Work order:
Repeat the whole listing below, word for word.

━━━━━━━━━━

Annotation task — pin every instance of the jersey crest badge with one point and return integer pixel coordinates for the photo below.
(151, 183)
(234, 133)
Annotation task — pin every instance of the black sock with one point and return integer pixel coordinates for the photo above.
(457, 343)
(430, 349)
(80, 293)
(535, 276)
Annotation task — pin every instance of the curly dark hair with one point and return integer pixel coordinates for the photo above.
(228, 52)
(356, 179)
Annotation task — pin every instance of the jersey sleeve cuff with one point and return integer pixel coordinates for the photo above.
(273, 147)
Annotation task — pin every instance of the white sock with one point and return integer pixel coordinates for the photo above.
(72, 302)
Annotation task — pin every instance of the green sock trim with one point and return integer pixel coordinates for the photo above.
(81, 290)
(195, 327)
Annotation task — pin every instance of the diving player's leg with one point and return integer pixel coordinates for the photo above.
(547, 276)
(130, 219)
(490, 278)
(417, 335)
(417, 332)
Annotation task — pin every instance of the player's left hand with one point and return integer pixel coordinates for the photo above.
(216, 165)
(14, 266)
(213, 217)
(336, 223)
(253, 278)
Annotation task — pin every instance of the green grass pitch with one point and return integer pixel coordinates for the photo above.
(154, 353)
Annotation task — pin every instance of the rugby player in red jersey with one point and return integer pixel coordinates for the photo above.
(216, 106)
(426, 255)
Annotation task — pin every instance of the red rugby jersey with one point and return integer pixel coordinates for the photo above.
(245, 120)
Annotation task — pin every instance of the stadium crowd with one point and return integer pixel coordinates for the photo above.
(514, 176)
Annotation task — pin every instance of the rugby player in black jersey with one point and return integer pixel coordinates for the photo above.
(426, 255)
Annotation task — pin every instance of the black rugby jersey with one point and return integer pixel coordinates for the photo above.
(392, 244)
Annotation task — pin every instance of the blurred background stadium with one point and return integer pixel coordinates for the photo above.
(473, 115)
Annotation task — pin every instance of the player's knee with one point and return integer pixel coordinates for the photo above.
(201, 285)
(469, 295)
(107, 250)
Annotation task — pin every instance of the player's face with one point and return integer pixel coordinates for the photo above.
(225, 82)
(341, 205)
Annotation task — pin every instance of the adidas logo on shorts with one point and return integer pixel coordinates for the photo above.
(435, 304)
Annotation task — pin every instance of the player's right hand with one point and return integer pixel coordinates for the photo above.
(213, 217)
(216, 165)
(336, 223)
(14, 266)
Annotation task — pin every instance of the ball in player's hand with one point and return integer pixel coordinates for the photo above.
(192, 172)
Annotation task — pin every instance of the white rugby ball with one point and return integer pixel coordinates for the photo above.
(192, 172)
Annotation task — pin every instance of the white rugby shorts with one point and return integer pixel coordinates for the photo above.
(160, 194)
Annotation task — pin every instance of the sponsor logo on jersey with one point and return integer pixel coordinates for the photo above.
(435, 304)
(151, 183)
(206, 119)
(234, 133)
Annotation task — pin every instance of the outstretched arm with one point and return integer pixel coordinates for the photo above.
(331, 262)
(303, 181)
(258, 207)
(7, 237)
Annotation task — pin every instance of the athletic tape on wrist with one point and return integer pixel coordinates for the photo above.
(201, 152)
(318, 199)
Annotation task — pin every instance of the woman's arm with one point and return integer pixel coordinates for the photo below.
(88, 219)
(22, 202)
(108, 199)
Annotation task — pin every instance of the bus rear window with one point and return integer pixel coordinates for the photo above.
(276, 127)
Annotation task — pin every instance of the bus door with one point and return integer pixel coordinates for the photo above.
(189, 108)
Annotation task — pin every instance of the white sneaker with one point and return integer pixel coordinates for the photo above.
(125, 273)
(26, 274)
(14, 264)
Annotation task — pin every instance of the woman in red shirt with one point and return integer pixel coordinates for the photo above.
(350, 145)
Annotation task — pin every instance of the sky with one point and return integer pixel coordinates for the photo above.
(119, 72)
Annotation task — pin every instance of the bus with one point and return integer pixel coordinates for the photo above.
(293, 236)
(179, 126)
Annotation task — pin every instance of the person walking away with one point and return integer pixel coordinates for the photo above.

━━━━━━━━━━

Completed exercise:
Annotation task — pin every instance of the jersey crest badge with one point and return integer pixel coordinates for the photo below.
(151, 183)
(234, 133)
Annotation task — pin every instance of the black sock with one point and return integer pixel coordinates for the photo above.
(457, 343)
(430, 349)
(80, 293)
(535, 276)
Annotation task — pin every instance of the curly dark hair with one point and return integer pixel coordinates for the photo above.
(228, 52)
(356, 179)
Annotation task — pin every instance of the jersey sleeve cuff with one point and return integer pixel coordinates for the photo above.
(273, 147)
Annotation task — pin every instance of the white sock with one point and return integer pixel coordinates for the photo above.
(72, 302)
Annotation task — pin every instance of the green sock trim with one point and return integer pixel coordinates for the photo above.
(81, 290)
(195, 327)
Annotation task — pin every instance of the diving player's leg with one point and return integer pixel coordinates for the photo above.
(547, 276)
(130, 219)
(490, 278)
(417, 335)
(417, 332)
Annotation task — pin every instance of the player's left hand with one point and return integer pixel coordinates for the photo above.
(216, 165)
(14, 266)
(213, 217)
(336, 223)
(253, 278)
Annotation task — pin every instance of the green grass pitch with one point and return integer pixel coordinates for the photo above.
(154, 353)
Annotation task — pin every instance of the rugby player in red jersey with one point and return integer pixel coordinates for the photo above.
(216, 106)
(426, 255)
Annotation task — pin every instance of the red rugby jersey with one point and return integer pixel coordinates for the photo above.
(245, 120)
Annotation task — pin every instance of the stadium crowd with one point and return integer pixel coordinates for the photo above.
(514, 176)
Annotation task — pin every instance of the rugby player in black jersey with one point and return integer pixel coordinates for the photo above.
(426, 255)
Annotation task — pin every instance of the black rugby jersey with one point and return integer pixel coordinates for the photo above.
(392, 244)
Annotation task — pin every instance of the blurred background stadium with one point and return integer pixel coordinates for the photo above.
(473, 115)
Annotation task — pin every instance of the player's knee with one point and return integer pixel coordinates for the photo above.
(201, 285)
(469, 295)
(107, 250)
Annotation task — pin every instance of the player's face with one point and return integer pixel coordinates for the photo above.
(225, 82)
(341, 205)
Annotation task — pin every instance of the adidas logo on shorts with one point and return integer pixel coordinates for the photo above.
(435, 304)
Annotation task — pin every instance of the player's right hand with one point and return integer pixel coordinates for the photo above.
(213, 217)
(216, 165)
(336, 223)
(14, 266)
Annotation task — pin every instance of the ball in player's hand with one point and return integer pixel coordinates for the photo above.
(192, 172)
Annotation task — pin every instance of the white rugby ball with one point and return integer pixel coordinates for the photo above.
(192, 172)
Annotation task — pin every instance of the white rugby shorts with one point and return integer pixel coordinates for the photo above.
(160, 194)
Annotation task — pin every instance of the sponsor logo on jersey with one point and return integer pixel coordinates for the photo above.
(435, 304)
(151, 183)
(206, 119)
(234, 133)
Annotation task — pin every instance of the outstretched arm with one point and return integer pixel coordinates for the photo above.
(331, 262)
(303, 181)
(258, 207)
(7, 237)
Annotation task — pin every instance of the athletic tape on wrist with one point and return integer pixel coordinates for the photo above.
(201, 152)
(318, 199)
Annotation task — pin every instance of the woman's arm with one point and return integer pixel coordinates for the photo below.
(88, 219)
(22, 202)
(108, 199)
Annotation task — pin every instance of the bus rear window with one point and return integer pixel coordinates for the photo above.
(276, 127)
Annotation task — pin every instance of the bus door with one point and return integer pixel coordinates for the photo above.
(189, 108)
Annotation task — pin every instance of the white sneaker with one point and return integer pixel coordinates for the photo above.
(125, 273)
(26, 274)
(14, 264)
Annotation task — pin every instance of the woman in red shirt with one point and return integer pixel coordinates for the photo above.
(350, 145)
Annotation task — pin every instance of the sky with one point and return integer pixel coordinates for the photo above.
(119, 72)
Annotation task — pin every instance of the bus with one point and return integer pixel coordinates for the photo above.
(293, 236)
(179, 126)
Annotation task — pin every instance of the person walking away with one point and return integer pixel coordinates for the photo above.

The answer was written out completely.